**Record set:**
************
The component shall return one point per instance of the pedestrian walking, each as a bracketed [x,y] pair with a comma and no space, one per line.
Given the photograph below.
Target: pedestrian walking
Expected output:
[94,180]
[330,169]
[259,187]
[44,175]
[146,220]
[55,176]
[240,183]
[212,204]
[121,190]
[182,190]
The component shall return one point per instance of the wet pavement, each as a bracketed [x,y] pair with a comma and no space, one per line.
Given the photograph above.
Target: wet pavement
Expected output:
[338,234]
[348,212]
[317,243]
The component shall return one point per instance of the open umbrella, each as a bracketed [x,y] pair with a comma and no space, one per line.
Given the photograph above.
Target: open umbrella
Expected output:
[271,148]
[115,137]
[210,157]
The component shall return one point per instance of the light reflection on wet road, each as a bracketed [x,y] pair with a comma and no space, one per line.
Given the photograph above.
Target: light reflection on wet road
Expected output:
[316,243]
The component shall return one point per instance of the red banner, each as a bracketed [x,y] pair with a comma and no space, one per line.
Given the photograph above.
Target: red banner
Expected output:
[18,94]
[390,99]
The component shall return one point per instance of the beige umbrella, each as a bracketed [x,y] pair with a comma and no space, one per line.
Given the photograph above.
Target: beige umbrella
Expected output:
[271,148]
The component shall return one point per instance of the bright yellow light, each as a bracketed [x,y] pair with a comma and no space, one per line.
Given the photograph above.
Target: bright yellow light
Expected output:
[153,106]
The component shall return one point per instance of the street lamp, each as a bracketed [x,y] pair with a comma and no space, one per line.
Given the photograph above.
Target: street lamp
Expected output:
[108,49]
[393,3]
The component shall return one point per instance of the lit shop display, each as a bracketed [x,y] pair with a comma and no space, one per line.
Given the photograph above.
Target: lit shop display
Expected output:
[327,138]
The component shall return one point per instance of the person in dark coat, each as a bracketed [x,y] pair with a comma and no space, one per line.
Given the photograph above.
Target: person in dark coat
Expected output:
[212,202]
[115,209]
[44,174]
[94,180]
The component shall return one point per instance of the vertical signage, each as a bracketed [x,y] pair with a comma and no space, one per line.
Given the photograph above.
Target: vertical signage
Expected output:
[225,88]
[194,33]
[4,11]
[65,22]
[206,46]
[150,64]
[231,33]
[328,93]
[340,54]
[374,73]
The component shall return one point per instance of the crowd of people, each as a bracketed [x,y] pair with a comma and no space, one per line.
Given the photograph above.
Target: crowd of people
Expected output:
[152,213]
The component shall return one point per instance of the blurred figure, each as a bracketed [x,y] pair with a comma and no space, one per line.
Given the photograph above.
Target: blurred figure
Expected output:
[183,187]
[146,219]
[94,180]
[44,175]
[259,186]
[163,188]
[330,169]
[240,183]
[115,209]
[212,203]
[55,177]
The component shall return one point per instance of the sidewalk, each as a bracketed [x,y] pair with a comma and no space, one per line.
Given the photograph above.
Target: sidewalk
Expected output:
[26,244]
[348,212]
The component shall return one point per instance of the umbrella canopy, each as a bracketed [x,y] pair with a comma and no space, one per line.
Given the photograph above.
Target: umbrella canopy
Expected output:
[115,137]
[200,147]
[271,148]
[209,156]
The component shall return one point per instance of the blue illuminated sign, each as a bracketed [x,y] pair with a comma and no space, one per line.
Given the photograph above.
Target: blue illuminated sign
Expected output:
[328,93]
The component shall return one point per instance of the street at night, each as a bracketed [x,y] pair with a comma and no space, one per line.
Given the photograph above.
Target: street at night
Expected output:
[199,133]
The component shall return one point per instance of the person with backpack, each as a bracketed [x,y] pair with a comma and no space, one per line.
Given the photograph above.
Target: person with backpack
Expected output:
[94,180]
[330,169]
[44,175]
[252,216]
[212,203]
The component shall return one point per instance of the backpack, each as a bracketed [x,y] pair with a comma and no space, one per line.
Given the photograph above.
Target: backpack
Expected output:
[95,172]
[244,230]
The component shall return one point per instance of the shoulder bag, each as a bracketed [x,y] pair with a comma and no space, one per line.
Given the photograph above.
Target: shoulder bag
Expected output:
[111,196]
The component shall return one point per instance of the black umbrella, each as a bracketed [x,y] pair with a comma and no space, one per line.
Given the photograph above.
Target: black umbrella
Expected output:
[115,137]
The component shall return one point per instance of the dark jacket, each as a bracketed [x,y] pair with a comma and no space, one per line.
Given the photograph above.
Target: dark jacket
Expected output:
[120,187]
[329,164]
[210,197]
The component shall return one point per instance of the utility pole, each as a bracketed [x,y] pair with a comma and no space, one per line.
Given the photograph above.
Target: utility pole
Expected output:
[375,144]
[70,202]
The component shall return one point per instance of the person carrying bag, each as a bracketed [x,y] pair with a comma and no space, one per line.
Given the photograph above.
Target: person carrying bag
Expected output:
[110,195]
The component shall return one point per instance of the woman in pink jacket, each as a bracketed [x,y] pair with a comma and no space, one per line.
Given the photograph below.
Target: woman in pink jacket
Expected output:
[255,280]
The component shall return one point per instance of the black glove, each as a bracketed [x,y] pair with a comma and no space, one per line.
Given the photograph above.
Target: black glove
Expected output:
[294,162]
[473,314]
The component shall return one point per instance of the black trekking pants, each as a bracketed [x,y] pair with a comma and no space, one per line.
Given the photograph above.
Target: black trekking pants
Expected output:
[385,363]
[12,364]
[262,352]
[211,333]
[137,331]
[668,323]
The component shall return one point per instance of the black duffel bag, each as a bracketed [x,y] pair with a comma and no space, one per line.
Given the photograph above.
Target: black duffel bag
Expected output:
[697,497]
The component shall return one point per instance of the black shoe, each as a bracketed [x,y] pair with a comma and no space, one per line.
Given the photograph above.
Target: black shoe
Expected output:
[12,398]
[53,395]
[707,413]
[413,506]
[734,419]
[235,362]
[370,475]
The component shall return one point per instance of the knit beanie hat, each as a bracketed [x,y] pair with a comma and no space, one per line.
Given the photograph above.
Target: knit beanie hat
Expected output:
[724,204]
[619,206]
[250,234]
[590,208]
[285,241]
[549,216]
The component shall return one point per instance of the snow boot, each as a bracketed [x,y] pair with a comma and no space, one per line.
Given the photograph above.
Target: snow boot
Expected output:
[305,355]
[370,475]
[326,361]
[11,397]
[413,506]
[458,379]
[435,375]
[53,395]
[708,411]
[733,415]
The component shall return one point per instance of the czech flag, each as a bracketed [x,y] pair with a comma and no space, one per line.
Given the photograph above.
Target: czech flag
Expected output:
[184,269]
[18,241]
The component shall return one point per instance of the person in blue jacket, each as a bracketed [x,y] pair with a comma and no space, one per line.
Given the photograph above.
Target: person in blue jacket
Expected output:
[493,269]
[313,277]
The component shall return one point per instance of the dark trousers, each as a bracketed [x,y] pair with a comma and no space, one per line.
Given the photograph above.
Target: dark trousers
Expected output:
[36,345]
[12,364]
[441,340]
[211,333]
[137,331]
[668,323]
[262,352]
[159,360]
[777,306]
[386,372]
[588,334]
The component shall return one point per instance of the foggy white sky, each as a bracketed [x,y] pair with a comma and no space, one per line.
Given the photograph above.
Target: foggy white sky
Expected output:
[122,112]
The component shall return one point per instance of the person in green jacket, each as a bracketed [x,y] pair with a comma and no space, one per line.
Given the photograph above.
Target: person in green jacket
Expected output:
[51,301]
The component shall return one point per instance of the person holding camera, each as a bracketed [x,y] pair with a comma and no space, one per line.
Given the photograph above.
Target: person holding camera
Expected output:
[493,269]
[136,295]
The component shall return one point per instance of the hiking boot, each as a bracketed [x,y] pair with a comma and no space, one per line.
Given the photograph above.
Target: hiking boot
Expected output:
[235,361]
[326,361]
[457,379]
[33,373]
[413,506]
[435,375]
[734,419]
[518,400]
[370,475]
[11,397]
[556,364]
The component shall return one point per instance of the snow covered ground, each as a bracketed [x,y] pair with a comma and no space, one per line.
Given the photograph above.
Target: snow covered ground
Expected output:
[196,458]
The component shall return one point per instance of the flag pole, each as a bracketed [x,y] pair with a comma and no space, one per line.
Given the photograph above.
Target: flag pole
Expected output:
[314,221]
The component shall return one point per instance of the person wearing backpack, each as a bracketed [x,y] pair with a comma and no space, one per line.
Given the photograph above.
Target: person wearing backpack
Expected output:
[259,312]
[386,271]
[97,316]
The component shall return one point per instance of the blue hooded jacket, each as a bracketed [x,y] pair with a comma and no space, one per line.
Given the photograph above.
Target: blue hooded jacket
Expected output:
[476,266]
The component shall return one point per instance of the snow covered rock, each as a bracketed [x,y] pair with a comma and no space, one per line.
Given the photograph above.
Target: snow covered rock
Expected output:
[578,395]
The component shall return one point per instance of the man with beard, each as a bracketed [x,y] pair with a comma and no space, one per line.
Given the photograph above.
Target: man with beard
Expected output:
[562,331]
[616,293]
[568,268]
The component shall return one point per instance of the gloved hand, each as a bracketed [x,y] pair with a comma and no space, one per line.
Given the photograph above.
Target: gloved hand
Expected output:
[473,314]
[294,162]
************
**Challenge:**
Only the lines from the one that contains "the person wearing" to the end of the data should be output, exactly as they appear.

**Right answer:**
The component shall return one point per instance of the person wearing backpack, each as a bracketed [x,y] pair with a comma and no space, one per line.
Given the photograph above.
Target: person wearing backpack
Expected output:
[259,312]
[386,271]
[97,316]
The component shall return one point per instance of the blue hooded jacket, each as a bracketed [x,y] pair with a comma and no space, one per line.
Given the photograph above.
Target: blue hooded jacket
Expected output:
[476,266]
The component shall return one point per instance of the snow covered rock, each as a bracketed [x,y] pair with a comma and no space, one per line.
Given the photograph above.
Target: snow covered rock
Expected output:
[578,395]
The component shall return one point per instance of the man with beard, each as a bracketed [x,y] pair with a comma and no space, one per line.
Given the photograph above.
Target: man with beard
Expected output:
[562,331]
[616,293]
[568,268]
The component shall return one point per instance of the gloved hand, each as a bracketed [x,y] pair with a comma and no space, one per line.
Given the photograph above.
Target: gloved hand
Expected output:
[473,314]
[294,162]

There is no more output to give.